**WORK TO DO:** Return the text on umami and cooking bases like mirepoix and sofrito word for word, in full.

**DOCUMENT:**
## Begin

The French have the browned-in-butter mix of onions, carrots, and celery called mirepoix; the Italians sauté the vegetables in olive oil and call it soffritto; and the Spanish, Portuguese, and Latin Americans sauté onions, garlic, and tomato and call it sofrito. These and variations are the basis of great world cuisines because they create the flavor sensation called umami.
What’s umami? It’s that tantalizing fifth taste. You always knew about sweet, salty, sour, and bitter, and you may have heard the word umami but never known what it was. You just knew you loved a juicy barbecued hamburger with grilled onions, and absolutely couldn’t resist that last delectable bit of chicken stuck to the bottom of the roasting pan. Yum, right?
In fact, while calling the concept by name is relatively new to us, it was a hundred years ago that a Japanese scientist named that hard to define taste as umami (oo-MAH-mee) and in Japanese, it actually translates to “deliciousness” or, simply “yum.”

## End

**SUPPLIED RECORDS:**
## Begin

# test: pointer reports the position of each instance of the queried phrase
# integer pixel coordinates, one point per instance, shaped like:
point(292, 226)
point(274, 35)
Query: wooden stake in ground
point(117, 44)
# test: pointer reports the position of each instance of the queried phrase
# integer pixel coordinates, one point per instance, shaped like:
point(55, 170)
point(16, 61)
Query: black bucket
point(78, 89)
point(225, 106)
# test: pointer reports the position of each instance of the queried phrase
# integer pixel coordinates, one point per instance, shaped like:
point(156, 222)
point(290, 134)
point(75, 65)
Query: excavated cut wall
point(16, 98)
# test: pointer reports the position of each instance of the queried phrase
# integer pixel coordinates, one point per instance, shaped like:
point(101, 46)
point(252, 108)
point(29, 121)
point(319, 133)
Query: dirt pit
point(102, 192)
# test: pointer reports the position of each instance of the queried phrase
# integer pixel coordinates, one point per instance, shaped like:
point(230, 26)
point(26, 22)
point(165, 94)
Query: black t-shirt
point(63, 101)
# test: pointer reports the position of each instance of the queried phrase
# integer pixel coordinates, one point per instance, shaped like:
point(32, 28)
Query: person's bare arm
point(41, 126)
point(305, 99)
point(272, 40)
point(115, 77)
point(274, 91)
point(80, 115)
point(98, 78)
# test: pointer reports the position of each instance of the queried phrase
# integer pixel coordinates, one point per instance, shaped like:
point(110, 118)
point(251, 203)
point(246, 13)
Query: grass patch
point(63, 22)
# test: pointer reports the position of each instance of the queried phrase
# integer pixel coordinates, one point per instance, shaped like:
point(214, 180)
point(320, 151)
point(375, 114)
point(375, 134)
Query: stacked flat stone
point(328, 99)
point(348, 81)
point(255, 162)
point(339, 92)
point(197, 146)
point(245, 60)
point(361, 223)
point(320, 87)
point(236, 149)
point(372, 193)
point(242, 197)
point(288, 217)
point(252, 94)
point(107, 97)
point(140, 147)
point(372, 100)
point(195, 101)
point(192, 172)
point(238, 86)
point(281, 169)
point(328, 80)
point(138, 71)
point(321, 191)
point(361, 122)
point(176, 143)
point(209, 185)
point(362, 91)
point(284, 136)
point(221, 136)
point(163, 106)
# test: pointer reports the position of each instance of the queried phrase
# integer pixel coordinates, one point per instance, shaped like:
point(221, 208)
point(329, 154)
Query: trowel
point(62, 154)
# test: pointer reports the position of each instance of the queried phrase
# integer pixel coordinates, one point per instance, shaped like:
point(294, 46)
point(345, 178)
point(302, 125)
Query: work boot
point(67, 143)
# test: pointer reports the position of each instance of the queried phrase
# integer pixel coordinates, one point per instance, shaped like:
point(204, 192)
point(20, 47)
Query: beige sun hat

## End

**THE RESULT:**
The French have the browned-in-butter mix of onions, carrots, and celery called mirepoix; the Italians sauté the vegetables in olive oil and call it soffritto; and the Spanish, Portuguese, and Latin Americans sauté onions, garlic, and tomato and call it sofrito. These and variations are the basis of great world cuisines because they create the flavor sensation called umami.
What’s umami? It’s that tantalizing fifth taste. You always knew about sweet, salty, sour, and bitter, and you may have heard the word umami but never known what it was. You just knew you loved a juicy barbecued hamburger with grilled onions, and absolutely couldn’t resist that last delectable bit of chicken stuck to the bottom of the roasting pan. Yum, right?
In fact, while calling the concept by name is relatively new to us, it was a hundred years ago that a Japanese scientist named that hard to define taste as umami (oo-MAH-mee) and in Japanese, it actually translates to “deliciousness” or, simply “yum.”